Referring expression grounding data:
--- START ---

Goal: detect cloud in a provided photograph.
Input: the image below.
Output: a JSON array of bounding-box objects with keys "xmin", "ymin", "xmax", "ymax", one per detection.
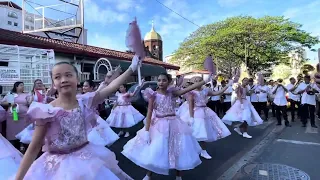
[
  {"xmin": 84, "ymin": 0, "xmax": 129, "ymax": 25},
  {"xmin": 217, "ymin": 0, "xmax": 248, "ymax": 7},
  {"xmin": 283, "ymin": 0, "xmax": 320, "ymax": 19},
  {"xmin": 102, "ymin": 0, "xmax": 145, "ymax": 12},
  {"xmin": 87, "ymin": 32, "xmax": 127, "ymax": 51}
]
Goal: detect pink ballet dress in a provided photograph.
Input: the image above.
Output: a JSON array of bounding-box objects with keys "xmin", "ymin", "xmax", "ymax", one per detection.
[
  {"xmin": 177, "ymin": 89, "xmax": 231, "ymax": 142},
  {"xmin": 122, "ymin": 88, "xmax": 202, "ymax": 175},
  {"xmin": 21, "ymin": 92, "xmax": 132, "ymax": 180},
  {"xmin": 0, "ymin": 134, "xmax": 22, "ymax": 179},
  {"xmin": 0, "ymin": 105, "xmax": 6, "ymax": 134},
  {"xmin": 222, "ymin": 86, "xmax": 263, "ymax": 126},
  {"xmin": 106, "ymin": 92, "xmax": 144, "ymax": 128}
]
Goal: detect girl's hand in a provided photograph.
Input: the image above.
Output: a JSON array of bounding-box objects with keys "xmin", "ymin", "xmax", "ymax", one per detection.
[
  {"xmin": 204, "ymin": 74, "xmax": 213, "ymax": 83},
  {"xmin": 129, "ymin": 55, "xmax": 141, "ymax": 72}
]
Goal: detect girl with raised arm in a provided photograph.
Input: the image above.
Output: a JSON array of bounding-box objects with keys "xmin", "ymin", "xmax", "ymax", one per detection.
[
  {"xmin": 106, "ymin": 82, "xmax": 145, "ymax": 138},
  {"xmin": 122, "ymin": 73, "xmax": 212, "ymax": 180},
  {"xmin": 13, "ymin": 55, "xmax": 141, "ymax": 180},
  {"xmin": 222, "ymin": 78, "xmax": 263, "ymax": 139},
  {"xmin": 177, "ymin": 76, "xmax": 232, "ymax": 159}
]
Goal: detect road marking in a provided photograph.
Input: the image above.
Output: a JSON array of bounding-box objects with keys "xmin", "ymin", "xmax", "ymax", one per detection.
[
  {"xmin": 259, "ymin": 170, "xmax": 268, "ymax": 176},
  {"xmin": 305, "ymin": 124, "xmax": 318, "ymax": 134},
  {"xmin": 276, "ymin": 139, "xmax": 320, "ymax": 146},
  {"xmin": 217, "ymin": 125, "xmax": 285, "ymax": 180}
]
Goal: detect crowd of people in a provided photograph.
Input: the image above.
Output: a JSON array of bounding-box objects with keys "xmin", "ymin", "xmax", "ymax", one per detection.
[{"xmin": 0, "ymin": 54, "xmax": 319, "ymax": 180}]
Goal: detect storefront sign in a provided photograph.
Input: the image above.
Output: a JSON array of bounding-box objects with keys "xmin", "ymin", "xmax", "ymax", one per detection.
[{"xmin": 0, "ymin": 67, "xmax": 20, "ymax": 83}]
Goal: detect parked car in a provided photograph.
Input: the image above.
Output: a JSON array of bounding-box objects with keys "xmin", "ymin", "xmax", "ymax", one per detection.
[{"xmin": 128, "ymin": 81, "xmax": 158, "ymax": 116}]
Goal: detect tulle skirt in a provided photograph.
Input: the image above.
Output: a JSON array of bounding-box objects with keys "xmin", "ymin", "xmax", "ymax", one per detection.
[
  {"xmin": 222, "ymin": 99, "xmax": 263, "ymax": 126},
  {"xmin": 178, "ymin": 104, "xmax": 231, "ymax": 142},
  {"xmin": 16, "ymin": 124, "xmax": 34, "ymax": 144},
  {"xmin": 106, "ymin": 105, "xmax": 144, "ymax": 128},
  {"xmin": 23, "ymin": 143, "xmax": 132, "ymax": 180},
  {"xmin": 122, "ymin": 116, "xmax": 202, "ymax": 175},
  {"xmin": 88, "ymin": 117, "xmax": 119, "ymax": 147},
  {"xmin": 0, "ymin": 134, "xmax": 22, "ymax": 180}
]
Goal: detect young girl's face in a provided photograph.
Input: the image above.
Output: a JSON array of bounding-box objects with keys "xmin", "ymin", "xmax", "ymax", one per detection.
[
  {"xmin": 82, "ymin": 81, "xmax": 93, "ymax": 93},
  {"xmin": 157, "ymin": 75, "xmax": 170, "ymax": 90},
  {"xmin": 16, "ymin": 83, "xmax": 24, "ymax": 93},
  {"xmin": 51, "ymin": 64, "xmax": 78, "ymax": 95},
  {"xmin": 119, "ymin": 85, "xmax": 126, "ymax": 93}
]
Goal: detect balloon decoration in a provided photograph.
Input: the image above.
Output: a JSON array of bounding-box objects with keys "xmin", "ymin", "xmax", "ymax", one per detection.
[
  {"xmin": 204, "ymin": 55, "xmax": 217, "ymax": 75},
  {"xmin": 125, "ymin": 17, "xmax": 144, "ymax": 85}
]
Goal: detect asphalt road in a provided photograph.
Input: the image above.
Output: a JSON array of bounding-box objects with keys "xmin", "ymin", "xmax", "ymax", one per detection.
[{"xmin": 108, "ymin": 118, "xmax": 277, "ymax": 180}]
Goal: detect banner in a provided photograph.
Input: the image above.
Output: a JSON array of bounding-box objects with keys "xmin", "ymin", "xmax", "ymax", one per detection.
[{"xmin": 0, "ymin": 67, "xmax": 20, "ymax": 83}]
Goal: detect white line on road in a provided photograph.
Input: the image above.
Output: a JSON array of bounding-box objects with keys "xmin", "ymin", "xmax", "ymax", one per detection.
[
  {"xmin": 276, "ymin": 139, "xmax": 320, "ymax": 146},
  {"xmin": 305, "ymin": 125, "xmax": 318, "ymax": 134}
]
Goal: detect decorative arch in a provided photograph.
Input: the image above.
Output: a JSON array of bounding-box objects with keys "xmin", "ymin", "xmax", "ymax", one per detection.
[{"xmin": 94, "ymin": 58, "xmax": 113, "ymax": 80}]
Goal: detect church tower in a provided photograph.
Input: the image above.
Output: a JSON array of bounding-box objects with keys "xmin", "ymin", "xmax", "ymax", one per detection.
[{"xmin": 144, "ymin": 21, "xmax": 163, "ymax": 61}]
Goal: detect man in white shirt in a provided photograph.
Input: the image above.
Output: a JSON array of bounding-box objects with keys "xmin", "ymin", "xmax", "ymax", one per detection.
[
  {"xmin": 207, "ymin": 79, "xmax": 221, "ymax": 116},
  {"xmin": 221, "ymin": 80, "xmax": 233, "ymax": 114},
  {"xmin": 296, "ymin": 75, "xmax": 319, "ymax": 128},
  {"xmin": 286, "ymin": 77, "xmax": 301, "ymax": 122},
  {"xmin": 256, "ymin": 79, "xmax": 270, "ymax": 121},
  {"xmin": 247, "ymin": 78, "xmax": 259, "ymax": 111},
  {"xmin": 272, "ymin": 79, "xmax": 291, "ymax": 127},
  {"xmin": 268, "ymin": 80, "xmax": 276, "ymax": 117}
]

--- END ---
--- START ---

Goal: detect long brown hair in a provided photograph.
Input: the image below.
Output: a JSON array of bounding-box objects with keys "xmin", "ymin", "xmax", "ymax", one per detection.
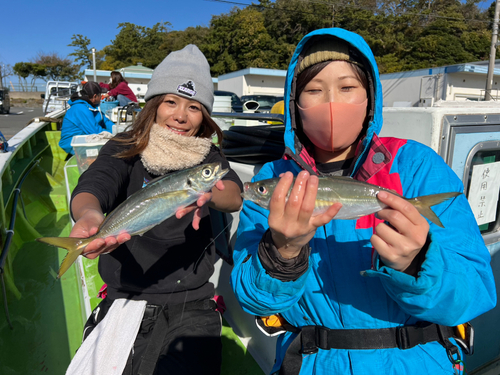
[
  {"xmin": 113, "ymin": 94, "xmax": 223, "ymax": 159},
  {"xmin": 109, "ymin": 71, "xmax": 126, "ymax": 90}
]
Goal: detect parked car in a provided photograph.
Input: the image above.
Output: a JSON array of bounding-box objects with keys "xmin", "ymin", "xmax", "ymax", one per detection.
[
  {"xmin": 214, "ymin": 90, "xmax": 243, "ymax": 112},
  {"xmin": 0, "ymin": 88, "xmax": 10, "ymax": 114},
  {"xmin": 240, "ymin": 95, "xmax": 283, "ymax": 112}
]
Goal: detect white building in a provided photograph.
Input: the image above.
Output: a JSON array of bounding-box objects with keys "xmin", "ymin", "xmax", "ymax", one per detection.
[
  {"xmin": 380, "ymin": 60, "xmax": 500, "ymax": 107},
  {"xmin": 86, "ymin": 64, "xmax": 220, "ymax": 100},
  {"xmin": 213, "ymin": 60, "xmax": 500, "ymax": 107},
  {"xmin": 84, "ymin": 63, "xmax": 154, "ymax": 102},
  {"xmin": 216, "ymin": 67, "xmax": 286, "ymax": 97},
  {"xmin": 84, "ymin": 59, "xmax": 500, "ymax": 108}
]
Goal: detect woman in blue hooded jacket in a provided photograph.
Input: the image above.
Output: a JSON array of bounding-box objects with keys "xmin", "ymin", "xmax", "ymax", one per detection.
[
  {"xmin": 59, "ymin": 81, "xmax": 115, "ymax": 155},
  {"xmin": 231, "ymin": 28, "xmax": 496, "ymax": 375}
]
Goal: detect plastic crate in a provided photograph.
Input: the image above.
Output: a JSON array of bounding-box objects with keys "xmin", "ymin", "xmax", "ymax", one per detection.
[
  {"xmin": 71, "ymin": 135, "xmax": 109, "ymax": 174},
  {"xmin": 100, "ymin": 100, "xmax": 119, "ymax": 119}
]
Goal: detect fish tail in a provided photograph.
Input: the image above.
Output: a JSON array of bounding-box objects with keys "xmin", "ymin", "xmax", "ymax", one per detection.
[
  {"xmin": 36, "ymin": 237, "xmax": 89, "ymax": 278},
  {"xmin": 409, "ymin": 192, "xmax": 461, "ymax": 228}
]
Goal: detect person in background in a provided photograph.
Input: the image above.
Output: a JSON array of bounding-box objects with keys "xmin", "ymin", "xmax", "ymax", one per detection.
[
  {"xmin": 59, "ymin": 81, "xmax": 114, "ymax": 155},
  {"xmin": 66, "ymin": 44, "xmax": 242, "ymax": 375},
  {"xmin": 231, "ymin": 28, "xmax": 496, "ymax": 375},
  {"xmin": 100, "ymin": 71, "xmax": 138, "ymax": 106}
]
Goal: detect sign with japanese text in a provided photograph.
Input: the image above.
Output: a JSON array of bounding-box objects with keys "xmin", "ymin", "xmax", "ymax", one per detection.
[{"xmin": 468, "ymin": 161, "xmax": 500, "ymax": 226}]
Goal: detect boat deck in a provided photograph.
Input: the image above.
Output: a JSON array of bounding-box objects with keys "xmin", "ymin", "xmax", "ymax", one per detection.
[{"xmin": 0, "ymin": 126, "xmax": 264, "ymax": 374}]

--- END ---

State how many lines in the entries hold "road", please, with no other words.

3